Excerpt to read —
Tuesday, July 31, 2012

Obama’s Plan to Improve Science Education by Overworking Teachers


It is perplexing to many that we continue to have high unemployment and simultaneously have to import foreign workers to fill so many high tech jobs because of the dearth of sufficiently educated domestic workers. There have been numerous attempts to rectify this problem, but they all suffer from similar fallacies such as the myths that our education system is broken or deteriorating or that our teachers are terrible or disinterested or unwilling to persevere in the profession.

Indeed, 30,000 STEM (science, technology, engineering and math) teachers leave the profession each year according to Good Education and this, no doubt, takes a terrible toll on the consistency and integrity of STEM programs. However, K-12 education loses thousands of teachers each year from all disciplines, mostly for reasons that have nothing to do with the needs and specifics of STEM teaching. For example, over 100,000 teaching jobs have been lost in the last year, while over 300,000 have been lost since 2008, according to Fire Dog Lake, primarily due to budget cuts resulting from declining tax revenue.

Furthermore, significant numbers of teachers from all disciplines quit within their first three years because they were not sufficiently prepared or are no longer willing to deal with the demands, stress and intensity of the job. And, as Matthew Di Carlo of the Shanker Blog pointed out last year, the attrition rates in other professions are also relatively high and this may actually be a good thing, especially for K-12 education, as it helps weed out those who are ill-prepared or ill-suited for the profession.

Of course it’s not just about retaining STEM teachers. It is also about attracting them to the profession in the first place. STEM graduates tend to have more remunerative options than humanities and social science graduates, like working for a biotech or software company. To this end, the White House announced last week the creation of an elite STEM Master Teacher Corps, the members of which will serve as models and inspiration for aspiring young STEM teachers, according to the Good Education report.

The Obama plan will begin this year with 50 teachers, expanding to more than 10,000 teachers over the next four years. These "master teachers" would be required to lead professional development and school reform efforts in their schools and districts, create lesson plans and novel strategies to improve their peers’ teaching, and mentor novice teachers to help keep them in the classroom. In exchange for all this extra labor, the “master teachers” will receive a national award recognizing their excellence and a stipend of $20,000 per year.

The Good Education article suggests that while the stipend “might not put them on par with a hot programmer at Google, the compensation will close some of the gap and make their salaries competitive with other careers they might be qualified for.”

Now $20,000 might seem like a substantial sum of money, particularly when many teachers are making only $40,000 per year (or less). However, for a teacher earning $30-40,000 per year base pay, their new salary would hardly be competitive with the IT or Biotech industries. Furthermore, Good’s estimation looks only at the take home pay, not the amount of pay relative to the amount of labor, status and stress.

Data block —

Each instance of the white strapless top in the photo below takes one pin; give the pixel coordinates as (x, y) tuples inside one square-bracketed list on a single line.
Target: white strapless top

Set problem — Reproduce, word for word, the portion of the post on STEM teaching between "The Good Education article" and "status and stress.", inclusive.

Result for this task —
The Good Education article suggests that while the stipend “might not put them on par with a hot programmer at Google, the compensation will close some of the gap and make their salaries competitive with other careers they might be qualified for.”

Now $20,000 might seem like a substantial sum of money, particularly when many teachers are making only $40,000 per year (or less). However, for a teacher earning $30-40,000 per year base pay, their new salary would hardly be competitive with the IT or Biotech industries. Furthermore, Good’s estimation looks only at the take home pay, not the amount of pay relative to the amount of labor, status and stress.